[Begin Working data]

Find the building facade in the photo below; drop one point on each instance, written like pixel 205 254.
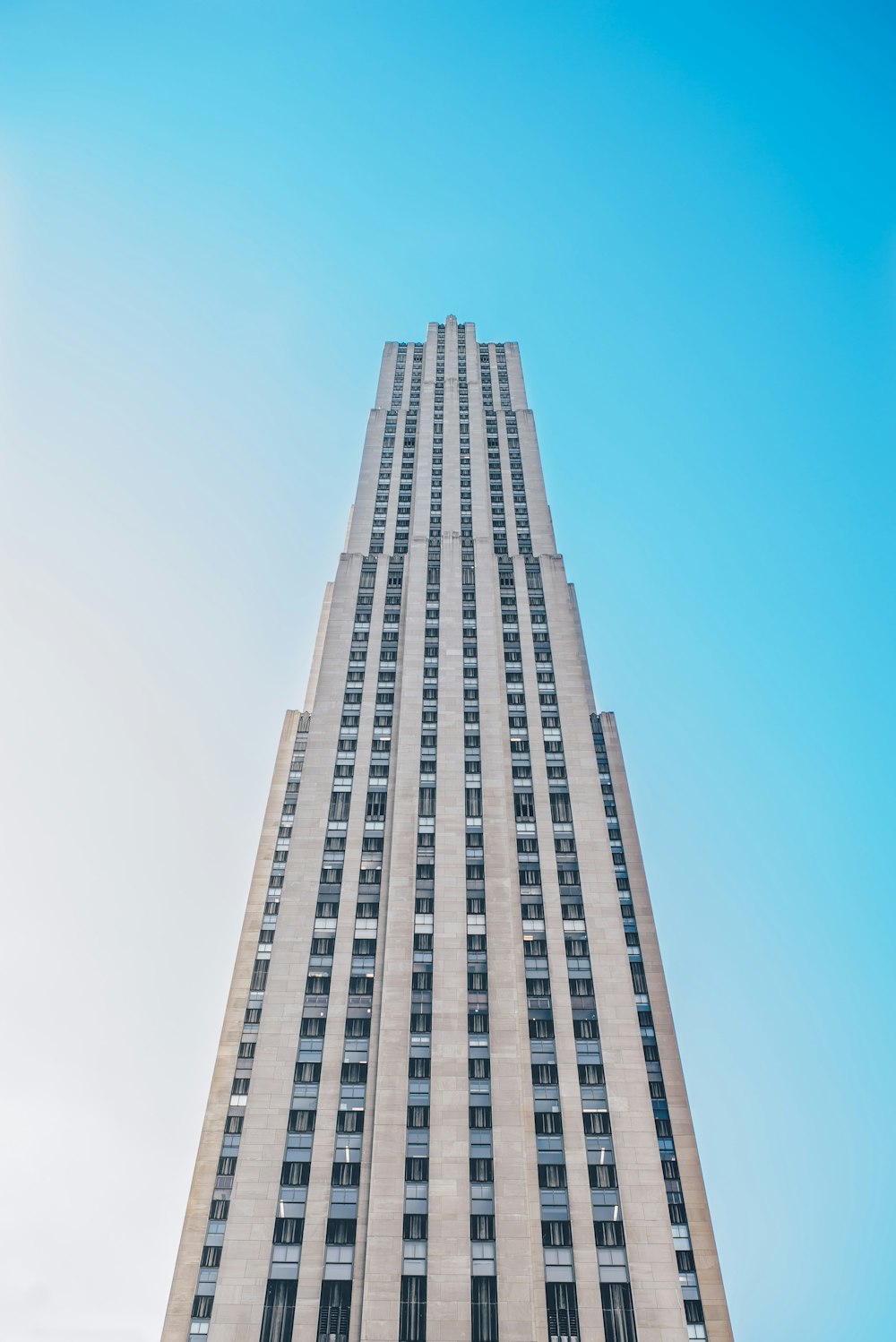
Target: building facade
pixel 448 1101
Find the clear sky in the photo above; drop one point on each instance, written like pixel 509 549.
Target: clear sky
pixel 212 213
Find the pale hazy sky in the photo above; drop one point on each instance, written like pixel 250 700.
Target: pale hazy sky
pixel 212 213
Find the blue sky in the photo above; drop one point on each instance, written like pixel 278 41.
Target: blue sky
pixel 212 213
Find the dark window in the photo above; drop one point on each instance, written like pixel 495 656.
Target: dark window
pixel 562 1310
pixel 350 1121
pixel 340 1229
pixel 415 1226
pixel 296 1174
pixel 482 1226
pixel 557 1232
pixel 618 1315
pixel 302 1120
pixel 336 1303
pixel 289 1229
pixel 412 1314
pixel 483 1303
pixel 609 1234
pixel 602 1175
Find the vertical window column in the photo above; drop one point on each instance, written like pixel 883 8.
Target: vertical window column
pixel 412 1302
pixel 216 1228
pixel 289 1226
pixel 666 1140
pixel 609 1234
pixel 557 1231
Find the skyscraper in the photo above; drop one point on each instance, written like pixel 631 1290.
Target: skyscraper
pixel 448 1101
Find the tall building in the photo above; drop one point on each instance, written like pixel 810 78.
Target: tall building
pixel 448 1101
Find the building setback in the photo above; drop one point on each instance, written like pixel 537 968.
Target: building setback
pixel 448 1102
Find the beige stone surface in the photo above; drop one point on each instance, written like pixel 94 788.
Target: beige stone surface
pixel 246 1256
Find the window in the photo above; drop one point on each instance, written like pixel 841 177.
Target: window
pixel 412 1312
pixel 483 1303
pixel 280 1312
pixel 618 1314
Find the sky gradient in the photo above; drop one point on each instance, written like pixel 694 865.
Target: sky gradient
pixel 212 213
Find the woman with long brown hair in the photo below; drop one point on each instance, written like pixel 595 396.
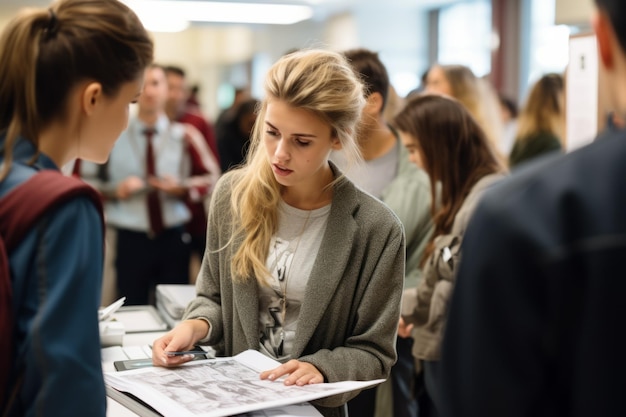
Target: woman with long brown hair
pixel 445 140
pixel 541 122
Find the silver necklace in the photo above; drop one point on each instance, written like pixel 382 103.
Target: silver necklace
pixel 283 281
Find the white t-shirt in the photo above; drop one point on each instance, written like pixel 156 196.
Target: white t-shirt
pixel 290 260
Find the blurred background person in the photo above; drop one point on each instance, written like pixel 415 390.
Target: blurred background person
pixel 387 174
pixel 178 110
pixel 234 134
pixel 476 94
pixel 541 121
pixel 446 141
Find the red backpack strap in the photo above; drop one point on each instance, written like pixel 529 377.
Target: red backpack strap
pixel 20 208
pixel 27 202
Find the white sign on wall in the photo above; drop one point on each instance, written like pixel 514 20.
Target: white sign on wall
pixel 581 92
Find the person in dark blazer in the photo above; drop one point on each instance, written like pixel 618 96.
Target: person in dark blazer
pixel 535 322
pixel 541 122
pixel 298 258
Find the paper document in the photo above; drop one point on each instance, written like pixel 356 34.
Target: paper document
pixel 219 387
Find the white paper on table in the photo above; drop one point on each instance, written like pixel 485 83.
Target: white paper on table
pixel 220 387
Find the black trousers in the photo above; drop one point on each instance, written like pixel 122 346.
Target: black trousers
pixel 142 262
pixel 405 387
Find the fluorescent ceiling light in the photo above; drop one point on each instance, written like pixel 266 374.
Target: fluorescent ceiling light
pixel 222 12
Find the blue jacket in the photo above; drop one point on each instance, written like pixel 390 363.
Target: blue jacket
pixel 56 274
pixel 535 325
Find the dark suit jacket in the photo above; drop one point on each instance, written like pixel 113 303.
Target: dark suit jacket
pixel 537 318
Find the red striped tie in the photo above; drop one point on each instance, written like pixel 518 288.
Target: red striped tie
pixel 154 203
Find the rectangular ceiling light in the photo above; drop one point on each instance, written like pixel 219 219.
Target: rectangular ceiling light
pixel 222 12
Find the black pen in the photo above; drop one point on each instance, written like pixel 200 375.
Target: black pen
pixel 185 352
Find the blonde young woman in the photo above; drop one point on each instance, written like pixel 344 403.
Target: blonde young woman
pixel 476 94
pixel 541 122
pixel 300 264
pixel 445 140
pixel 67 76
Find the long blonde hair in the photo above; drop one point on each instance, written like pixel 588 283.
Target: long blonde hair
pixel 479 98
pixel 44 53
pixel 316 80
pixel 543 110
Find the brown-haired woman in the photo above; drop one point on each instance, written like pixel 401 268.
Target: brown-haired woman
pixel 541 121
pixel 67 76
pixel 445 140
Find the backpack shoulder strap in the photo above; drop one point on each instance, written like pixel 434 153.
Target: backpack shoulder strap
pixel 21 207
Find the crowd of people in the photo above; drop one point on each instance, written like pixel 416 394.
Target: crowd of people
pixel 442 241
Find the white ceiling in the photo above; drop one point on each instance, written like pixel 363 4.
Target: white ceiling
pixel 322 8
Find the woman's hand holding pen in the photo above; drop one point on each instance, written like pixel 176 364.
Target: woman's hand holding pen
pixel 181 338
pixel 300 373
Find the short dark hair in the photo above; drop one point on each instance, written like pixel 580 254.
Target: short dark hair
pixel 371 70
pixel 616 11
pixel 172 69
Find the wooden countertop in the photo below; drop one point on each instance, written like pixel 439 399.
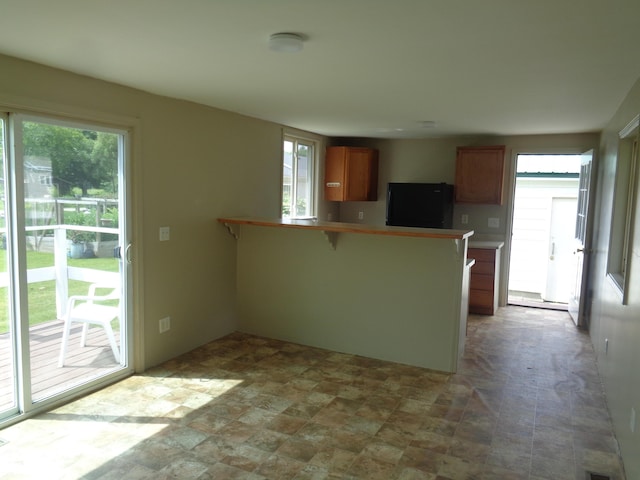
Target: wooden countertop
pixel 338 227
pixel 487 245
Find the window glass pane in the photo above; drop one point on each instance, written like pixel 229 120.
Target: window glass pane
pixel 304 180
pixel 7 352
pixel 287 179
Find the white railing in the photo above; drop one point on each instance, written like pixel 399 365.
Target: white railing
pixel 61 272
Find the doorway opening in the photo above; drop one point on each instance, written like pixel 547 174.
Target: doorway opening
pixel 544 219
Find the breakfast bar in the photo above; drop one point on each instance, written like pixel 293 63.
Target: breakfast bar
pixel 391 293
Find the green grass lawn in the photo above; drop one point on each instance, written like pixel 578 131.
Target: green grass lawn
pixel 42 295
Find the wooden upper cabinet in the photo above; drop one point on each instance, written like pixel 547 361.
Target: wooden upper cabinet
pixel 480 175
pixel 351 174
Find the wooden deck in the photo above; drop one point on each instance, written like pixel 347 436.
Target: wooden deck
pixel 81 364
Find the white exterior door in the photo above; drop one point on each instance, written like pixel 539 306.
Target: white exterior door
pixel 560 259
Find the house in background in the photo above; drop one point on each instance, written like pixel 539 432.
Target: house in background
pixel 193 163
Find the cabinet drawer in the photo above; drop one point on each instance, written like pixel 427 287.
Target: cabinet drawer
pixel 482 254
pixel 482 282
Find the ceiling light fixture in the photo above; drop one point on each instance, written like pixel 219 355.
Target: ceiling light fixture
pixel 286 42
pixel 427 124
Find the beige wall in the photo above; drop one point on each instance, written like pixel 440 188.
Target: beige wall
pixel 620 324
pixel 192 164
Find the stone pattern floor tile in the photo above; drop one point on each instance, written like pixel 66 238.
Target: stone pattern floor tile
pixel 526 403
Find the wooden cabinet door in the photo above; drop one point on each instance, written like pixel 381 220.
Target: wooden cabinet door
pixel 351 174
pixel 480 175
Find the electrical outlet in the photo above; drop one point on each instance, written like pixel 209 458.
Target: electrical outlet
pixel 165 324
pixel 165 234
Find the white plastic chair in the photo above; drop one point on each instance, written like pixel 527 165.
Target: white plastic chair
pixel 88 310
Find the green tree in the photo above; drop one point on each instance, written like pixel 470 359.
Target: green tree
pixel 104 158
pixel 69 150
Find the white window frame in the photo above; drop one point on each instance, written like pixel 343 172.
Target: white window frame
pixel 312 174
pixel 622 222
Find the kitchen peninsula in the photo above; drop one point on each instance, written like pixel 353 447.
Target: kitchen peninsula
pixel 392 293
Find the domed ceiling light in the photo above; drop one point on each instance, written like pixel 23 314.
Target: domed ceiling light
pixel 286 42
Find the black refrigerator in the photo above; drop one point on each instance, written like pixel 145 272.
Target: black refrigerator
pixel 428 205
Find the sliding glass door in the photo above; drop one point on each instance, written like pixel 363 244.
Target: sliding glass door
pixel 64 279
pixel 8 350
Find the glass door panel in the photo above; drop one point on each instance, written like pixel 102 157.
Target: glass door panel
pixel 71 232
pixel 8 374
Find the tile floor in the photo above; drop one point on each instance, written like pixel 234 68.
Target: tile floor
pixel 526 404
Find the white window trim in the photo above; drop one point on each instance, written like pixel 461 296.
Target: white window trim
pixel 618 266
pixel 291 135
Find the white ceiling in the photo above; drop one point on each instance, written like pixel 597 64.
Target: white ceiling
pixel 373 68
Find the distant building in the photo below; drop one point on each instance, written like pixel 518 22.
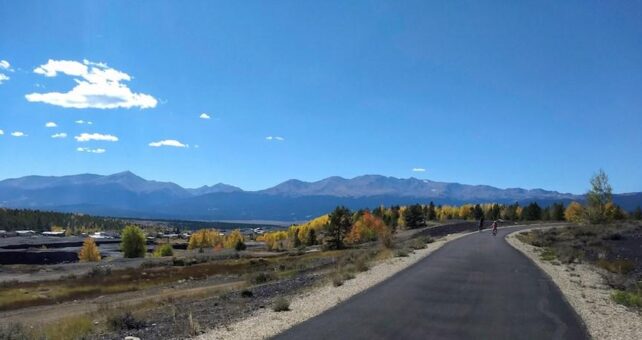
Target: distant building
pixel 54 233
pixel 99 235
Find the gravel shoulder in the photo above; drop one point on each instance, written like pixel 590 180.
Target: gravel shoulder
pixel 266 323
pixel 586 291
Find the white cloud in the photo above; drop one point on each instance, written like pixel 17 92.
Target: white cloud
pixel 277 138
pixel 90 150
pixel 168 142
pixel 4 66
pixel 97 86
pixel 86 137
pixel 59 135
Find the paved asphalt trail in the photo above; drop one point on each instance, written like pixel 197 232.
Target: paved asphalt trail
pixel 476 287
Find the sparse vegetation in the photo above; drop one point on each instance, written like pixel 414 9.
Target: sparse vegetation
pixel 124 321
pixel 339 224
pixel 89 251
pixel 628 298
pixel 281 304
pixel 618 266
pixel 401 253
pixel 164 250
pixel 133 242
pixel 205 238
pixel 235 240
pixel 261 277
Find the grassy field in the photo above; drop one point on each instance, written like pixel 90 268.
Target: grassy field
pixel 614 248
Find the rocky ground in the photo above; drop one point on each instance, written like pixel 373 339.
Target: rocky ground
pixel 183 319
pixel 586 289
pixel 264 323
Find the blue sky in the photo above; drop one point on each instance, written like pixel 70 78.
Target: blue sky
pixel 511 94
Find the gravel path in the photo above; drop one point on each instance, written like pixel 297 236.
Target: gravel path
pixel 267 323
pixel 586 291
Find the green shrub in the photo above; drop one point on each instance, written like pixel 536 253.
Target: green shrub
pixel 124 321
pixel 548 255
pixel 616 266
pixel 14 332
pixel 417 244
pixel 281 305
pixel 164 250
pixel 361 263
pixel 630 299
pixel 262 277
pixel 401 253
pixel 133 242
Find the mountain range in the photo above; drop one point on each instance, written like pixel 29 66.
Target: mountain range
pixel 125 194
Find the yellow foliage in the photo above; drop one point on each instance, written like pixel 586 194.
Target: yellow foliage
pixel 205 238
pixel 233 238
pixel 89 251
pixel 275 240
pixel 574 212
pixel 369 228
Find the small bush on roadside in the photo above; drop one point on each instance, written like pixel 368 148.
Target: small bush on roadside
pixel 78 327
pixel 337 280
pixel 629 299
pixel 417 244
pixel 616 266
pixel 281 304
pixel 548 255
pixel 164 250
pixel 14 331
pixel 133 242
pixel 262 277
pixel 361 263
pixel 89 251
pixel 348 276
pixel 99 271
pixel 124 321
pixel 401 253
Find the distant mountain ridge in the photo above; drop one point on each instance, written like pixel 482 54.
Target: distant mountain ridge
pixel 128 195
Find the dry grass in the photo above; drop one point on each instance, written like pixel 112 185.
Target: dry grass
pixel 104 281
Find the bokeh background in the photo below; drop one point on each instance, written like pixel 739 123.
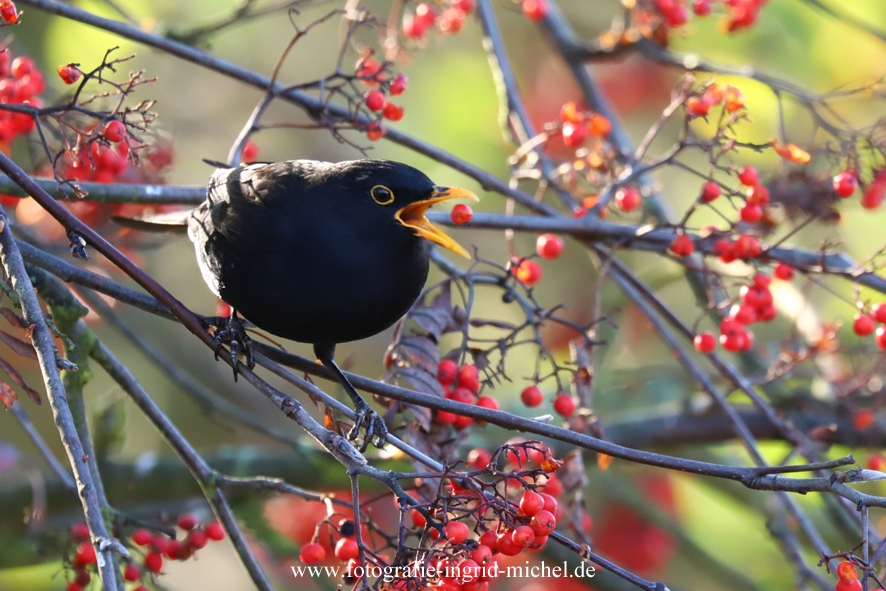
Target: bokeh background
pixel 705 529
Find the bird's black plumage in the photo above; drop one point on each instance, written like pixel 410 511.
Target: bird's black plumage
pixel 303 251
pixel 318 252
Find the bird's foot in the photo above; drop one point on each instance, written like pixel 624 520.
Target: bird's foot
pixel 230 331
pixel 369 421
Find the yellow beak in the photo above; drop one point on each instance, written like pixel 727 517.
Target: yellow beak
pixel 413 216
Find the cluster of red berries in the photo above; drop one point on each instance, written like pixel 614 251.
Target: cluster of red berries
pixel 576 126
pixel 865 324
pixel 461 384
pixel 374 75
pixel 532 396
pixel 535 10
pixel 158 546
pixel 21 83
pixel 846 183
pixel 755 306
pixel 847 577
pixel 9 12
pixel 425 17
pixel 699 105
pixel 529 272
pixel 740 14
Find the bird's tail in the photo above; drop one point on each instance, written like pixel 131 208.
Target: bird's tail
pixel 174 222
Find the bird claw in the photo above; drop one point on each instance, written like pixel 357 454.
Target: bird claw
pixel 376 430
pixel 231 331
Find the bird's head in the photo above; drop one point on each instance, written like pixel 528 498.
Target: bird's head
pixel 405 194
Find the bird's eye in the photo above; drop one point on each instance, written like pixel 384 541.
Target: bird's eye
pixel 382 195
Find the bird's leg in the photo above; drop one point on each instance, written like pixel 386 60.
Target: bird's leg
pixel 231 331
pixel 376 431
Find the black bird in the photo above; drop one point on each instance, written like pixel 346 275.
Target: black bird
pixel 319 253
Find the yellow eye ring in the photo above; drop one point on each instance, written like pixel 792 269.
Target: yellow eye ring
pixel 382 195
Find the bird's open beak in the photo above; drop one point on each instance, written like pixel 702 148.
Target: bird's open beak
pixel 413 216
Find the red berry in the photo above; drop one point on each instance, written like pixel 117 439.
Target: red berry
pixel 78 532
pixel 598 125
pixel 482 554
pixel 710 191
pixel 131 573
pixel 487 402
pixel 549 246
pixel 705 342
pixel 701 7
pixel 311 553
pixel 462 213
pixel 115 131
pixel 846 571
pixel 756 298
pixel 523 536
pixel 748 176
pixel 8 12
pixel 531 396
pixel 215 531
pixel 21 67
pixel 196 539
pixel 574 135
pixel 724 250
pixel 863 325
pixel 469 377
pixel 346 549
pixel 69 74
pixel 452 20
pixel 751 213
pixel 744 314
pixel 784 271
pixel 398 85
pixel 153 562
pixel 456 532
pixel 444 417
pixel 531 503
pixel 527 272
pixel 506 545
pixel 85 555
pixel 758 195
pixel 564 405
pixel 698 106
pixel 446 371
pixel 845 184
pixel 479 458
pixel 682 245
pixel 142 537
pixel 392 112
pixel 747 247
pixel 187 521
pixel 535 10
pixel 250 151
pixel 374 99
pixel 543 523
pixel 628 199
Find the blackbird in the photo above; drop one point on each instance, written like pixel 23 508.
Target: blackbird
pixel 318 252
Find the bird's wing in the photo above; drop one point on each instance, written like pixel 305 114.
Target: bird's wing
pixel 243 204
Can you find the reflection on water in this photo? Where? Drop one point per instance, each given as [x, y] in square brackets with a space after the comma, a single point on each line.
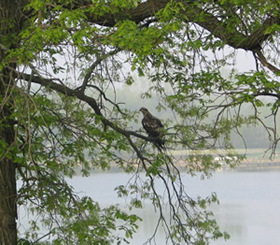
[249, 203]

[End Working data]

--- Task to complete ---
Output, as a numbered list without any blank lines, the part of the items above that opens with the line containing "Find the bird's black" and closes with the line containing "pixel 405 194".

--- Output for this task ---
1. Find the bird's black plumage in the photo above; drop one point on each instance, written like pixel 410 511.
2. Target: bird's black plumage
3. pixel 303 251
4. pixel 318 252
5. Find the bird's foot in the photo above; drop one point on each instance, written like pixel 624 520.
6. Target: bird's foot
7. pixel 230 331
8. pixel 369 421
9. Find the yellow beak in the photo above; drop one point on each instance, written like pixel 727 517.
10. Target: yellow beak
11. pixel 413 216
12. Find the cluster of red berries in the photo above; drop one point on each instance, written like pixel 614 251.
13. Target: cluster of red berries
14. pixel 576 126
15. pixel 865 324
16. pixel 461 384
17. pixel 374 75
18. pixel 532 396
19. pixel 535 10
20. pixel 158 546
21. pixel 21 83
22. pixel 846 183
23. pixel 755 306
24. pixel 847 577
25. pixel 9 12
26. pixel 425 17
27. pixel 699 105
28. pixel 529 272
29. pixel 740 14
30. Find the bird's tail in the photo above; drop one point on each instance, written like pixel 131 208.
31. Target: bird's tail
32. pixel 174 222
33. Find the bird claw in the photo above; drop one point on each instance, written like pixel 357 454.
34. Target: bird claw
35. pixel 376 430
36. pixel 231 331
37. Find the bird's head in the photo above; drop one point on each instance, written like pixel 528 498.
38. Target: bird's head
39. pixel 405 194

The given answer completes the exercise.